Joel 2:1-2, 12-17
2 Corinthians 5:20b–6:10
Matthew 6:1-6, 16-21
Happy Ash Wednesday, everyone. I know, it sounds weird right? I mean, we can say Merry Christmas and Happy Easter, and people have gotten away with saying Happy Reformation Day and Happy Epiphany and even Happy Pentecost day, but Happy Ash Wednesday? There’s only two reasons to ever say that: when you’re making a joke or trying to figure a way of starting an Ash Wednesday sermon. Other than that, there is no reason to wish that upon anyone at all.
And why not? I mean Ash Wednesday is, aside from Good Friday, Christmas Eve, and most Christmas Days, the most popular midweek service we have. That isn’t bad, that makes it the 4th most popular, and you and I know 4th place isn’t all that bad. It’s 4th out of 4, but hey, at least we still have a service, not like the others that have gone to the wayside like the Easter Vigil, Maundy Thursday, and any kind of anything that doesn’t start at 10am Sunday morning.
Still, it seems like Ash Wednesday is on its way out as well, as year after year attendance seems to wane. Year after year Ash Wednesday falls more and more off our collective radars. Year after year it gets harder and harder on Ash Wednesday to come up with an original sermon.
And really, I’m kind of surprised that Ash Wednesday has lasted as long as it has in this day and age. In this day and age of putting your best foot forward, of dressing up your image so you always look good for the multitude of selfies posted on your social media accounts, of the façade of being happy like all the time, a day like Ash Wednesday would seem so counter intuitive to our feel-good-to-be-good mentality. So I guess what I’m saying is that I understand why today isn’t all that popular. Why today only brought out like __ of you here. Why today, a day of humility and dare I even say humiliation, a day of remembrance of our vulnerabilities and weaknesses, a day that our brokenness is brought out into the light, that people would rather just stay home, keep their foreheads clean, and do absolutely anything but be in church on a humpday evening.

- Records shown -

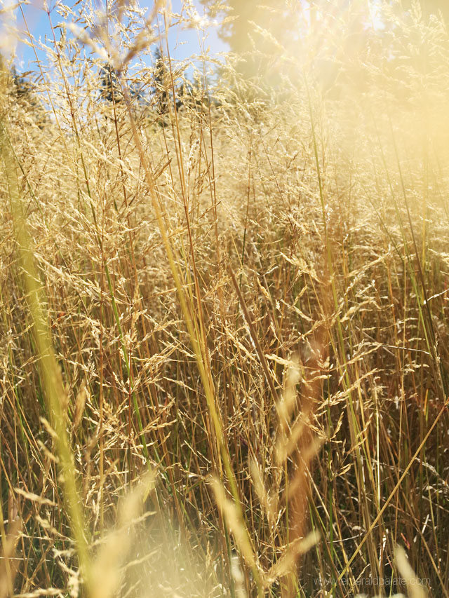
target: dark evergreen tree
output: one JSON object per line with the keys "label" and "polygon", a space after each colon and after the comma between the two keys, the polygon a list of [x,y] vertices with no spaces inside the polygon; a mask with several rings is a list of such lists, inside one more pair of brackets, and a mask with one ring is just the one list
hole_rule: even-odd
{"label": "dark evergreen tree", "polygon": [[100,69],[100,97],[106,102],[120,103],[123,97],[116,69],[106,62]]}
{"label": "dark evergreen tree", "polygon": [[159,113],[166,114],[168,112],[170,101],[169,73],[166,65],[163,54],[160,48],[157,47],[154,52],[154,69],[153,71],[154,90],[157,98]]}

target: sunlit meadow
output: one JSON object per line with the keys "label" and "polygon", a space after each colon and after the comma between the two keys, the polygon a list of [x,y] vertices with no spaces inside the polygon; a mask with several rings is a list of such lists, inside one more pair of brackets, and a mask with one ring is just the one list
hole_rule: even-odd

- The tasks -
1 – Translate this sentence from the Ash Wednesday sermon into Spanish: "Still, it seems like Ash Wednesday is on its way out as well, as year after year attendance seems to wane."
2 – List every scripture reading cited at the head of the Ash Wednesday sermon.
3 – Carry the Ash Wednesday sermon forward from its last sentence.

- Answers -
1 – Aun así, parece que el Miércoles de Ceniza también va de salida, ya que año tras año la asistencia parece disminuir.

2 –
- Joel 2:1-2, 12-17
- 2 Corinthians 5:20b–6:10
- Matthew 6:1-6, 16-21

3 –
Truth be told if I weren’t paid to be here, I don’t know if I would be myself.
But what a shame that would be. What a shame that is. What a shame that this day of remembrance that we are dust and to dust we shall return be lost in a long line of meaningful traditions that help us in our faith and spirituality. Because that is exactly what this day does, that is what it is designed for, that is how this day works in the great grand scheme of the liturgical calendar.
We do know what I mean when I say “liturgical calendar,” right? I refer to it often on Sundays. It is the calendar that moves us through the story of Jesus on earth and brings us a glimpse of who he is and what he teaches. It starts with Advent and the hope of the coming Messiah, Immanuel, God with us. Then Christmas as the celebration of his arrival. And Epiphany and the season after it has us discovering this person of Jesus. And now in Lent, we look at why we even need a Saviour to begin with.
Us? A Saviour? From what?
Like I said, in this day and age in the West at least we tend to put our best foot forward. We like to appear strong and with it and together. We pad our resumes to look like we are the perfect candidates and we pad our stories to our friends either online or in person in attempts to make them jealous of how great and wonderful our perfect lives are. We don’t need a Saviour. We just need ourselves, our talents, our strengths, our power of will. Because if we admit that we need someone else to save us? Then well that someone else would get the credit, wouldn’t they? And what is the point of anything if you don’t get the credit for it?
Well, that is what Jesus was talking about in today’s gospel lesson. “Beware of practicing your piety before others in order to be seen by them,” Jesus says, “for then you have no reward from your Father in heaven.” See we spend so much time trying to impress others, with our possessions, with our experiences, with our popularity, that we miss the point of God’s kingdom, community, and church. We miss the point of the work that Jesus did on the cross. We miss the point of the liturgical calendar and the different seasons and of course the point of today, Ash Wednesday.
Why? Because if we aren’t from time to time reminded that we are actually all equally sinful and depraved and in need of that Saviour, then we could actually believe that we can be better than our neighbours. If we don’t, from time to time, be humbled by the brokenness and pain of life, then we cannot feel the healing power of God’s grace and mercy. If we, from time to time, aren’t reminded that we are dust and to dust we shall return, we might lose sight of how we are identified, how we are loved, and how we actually can and do matter.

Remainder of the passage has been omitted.